Given request: Starting at the beginning of the listing and ending at the line containing "<point>388,233</point>", reproduce every line, requests included, adjusting each number in the answer point coordinates by -136 while leaving the requests and their sample points unchanged. Leave the pictures out of your answer.

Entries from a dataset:
■ ■ ■ ■
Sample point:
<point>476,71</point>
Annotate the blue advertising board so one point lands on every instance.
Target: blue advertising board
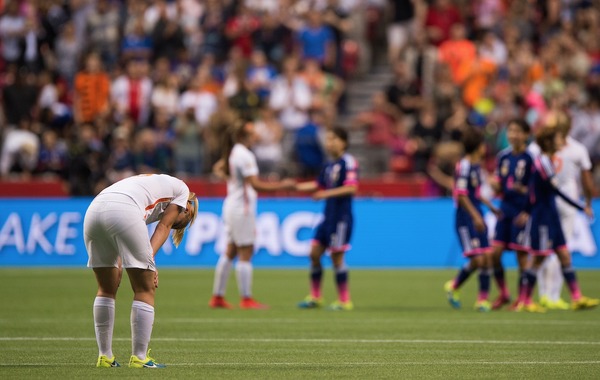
<point>388,233</point>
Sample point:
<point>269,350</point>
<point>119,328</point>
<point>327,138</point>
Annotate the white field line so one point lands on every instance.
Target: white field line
<point>312,321</point>
<point>319,340</point>
<point>312,364</point>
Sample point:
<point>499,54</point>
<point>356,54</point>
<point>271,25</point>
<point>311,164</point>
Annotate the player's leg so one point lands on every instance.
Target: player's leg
<point>341,281</point>
<point>222,273</point>
<point>314,299</point>
<point>142,316</point>
<point>108,280</point>
<point>483,263</point>
<point>243,272</point>
<point>578,300</point>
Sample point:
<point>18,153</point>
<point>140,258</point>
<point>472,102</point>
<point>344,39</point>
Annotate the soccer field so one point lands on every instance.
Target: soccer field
<point>401,328</point>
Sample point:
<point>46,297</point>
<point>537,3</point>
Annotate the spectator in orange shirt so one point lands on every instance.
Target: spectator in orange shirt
<point>92,89</point>
<point>457,52</point>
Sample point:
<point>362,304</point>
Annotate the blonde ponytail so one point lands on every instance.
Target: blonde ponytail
<point>178,234</point>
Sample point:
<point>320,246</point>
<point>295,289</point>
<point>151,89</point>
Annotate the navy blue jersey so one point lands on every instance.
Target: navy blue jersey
<point>467,181</point>
<point>343,171</point>
<point>513,169</point>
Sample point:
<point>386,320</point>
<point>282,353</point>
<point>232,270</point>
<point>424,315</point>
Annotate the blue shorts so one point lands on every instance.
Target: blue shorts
<point>510,236</point>
<point>334,234</point>
<point>545,235</point>
<point>472,241</point>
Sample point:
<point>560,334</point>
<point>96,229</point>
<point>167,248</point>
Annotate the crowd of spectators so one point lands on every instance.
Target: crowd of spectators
<point>97,90</point>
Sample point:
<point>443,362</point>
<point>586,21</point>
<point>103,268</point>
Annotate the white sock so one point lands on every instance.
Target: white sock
<point>104,322</point>
<point>243,271</point>
<point>555,278</point>
<point>221,275</point>
<point>142,319</point>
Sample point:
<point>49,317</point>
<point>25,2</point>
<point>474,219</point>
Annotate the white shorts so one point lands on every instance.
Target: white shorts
<point>113,227</point>
<point>240,228</point>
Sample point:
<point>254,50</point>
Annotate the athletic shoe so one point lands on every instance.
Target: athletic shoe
<point>483,306</point>
<point>250,303</point>
<point>585,303</point>
<point>135,362</point>
<point>560,304</point>
<point>530,308</point>
<point>500,301</point>
<point>545,301</point>
<point>105,361</point>
<point>452,294</point>
<point>341,306</point>
<point>218,302</point>
<point>310,302</point>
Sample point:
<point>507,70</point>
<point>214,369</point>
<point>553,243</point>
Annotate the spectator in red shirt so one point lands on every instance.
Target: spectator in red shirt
<point>439,20</point>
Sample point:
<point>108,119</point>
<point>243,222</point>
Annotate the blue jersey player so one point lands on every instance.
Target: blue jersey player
<point>470,226</point>
<point>337,184</point>
<point>543,228</point>
<point>511,183</point>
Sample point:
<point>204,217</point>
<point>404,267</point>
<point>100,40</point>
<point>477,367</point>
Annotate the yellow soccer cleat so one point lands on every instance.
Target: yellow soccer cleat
<point>584,303</point>
<point>135,362</point>
<point>483,306</point>
<point>341,306</point>
<point>106,362</point>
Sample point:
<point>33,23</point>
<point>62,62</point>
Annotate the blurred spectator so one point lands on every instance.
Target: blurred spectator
<point>401,28</point>
<point>307,146</point>
<point>12,29</point>
<point>131,93</point>
<point>19,151</point>
<point>53,156</point>
<point>440,18</point>
<point>316,40</point>
<point>403,92</point>
<point>427,133</point>
<point>380,123</point>
<point>67,53</point>
<point>148,155</point>
<point>103,32</point>
<point>120,161</point>
<point>188,146</point>
<point>268,151</point>
<point>19,97</point>
<point>92,91</point>
<point>260,75</point>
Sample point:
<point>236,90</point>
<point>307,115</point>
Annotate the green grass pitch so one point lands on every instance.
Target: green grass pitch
<point>401,328</point>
■ ■ ■ ■
Response to the exercise:
Sample point:
<point>476,71</point>
Annotate the blue advertising board so one point lands on every instance.
Target: blue advertising board
<point>252,97</point>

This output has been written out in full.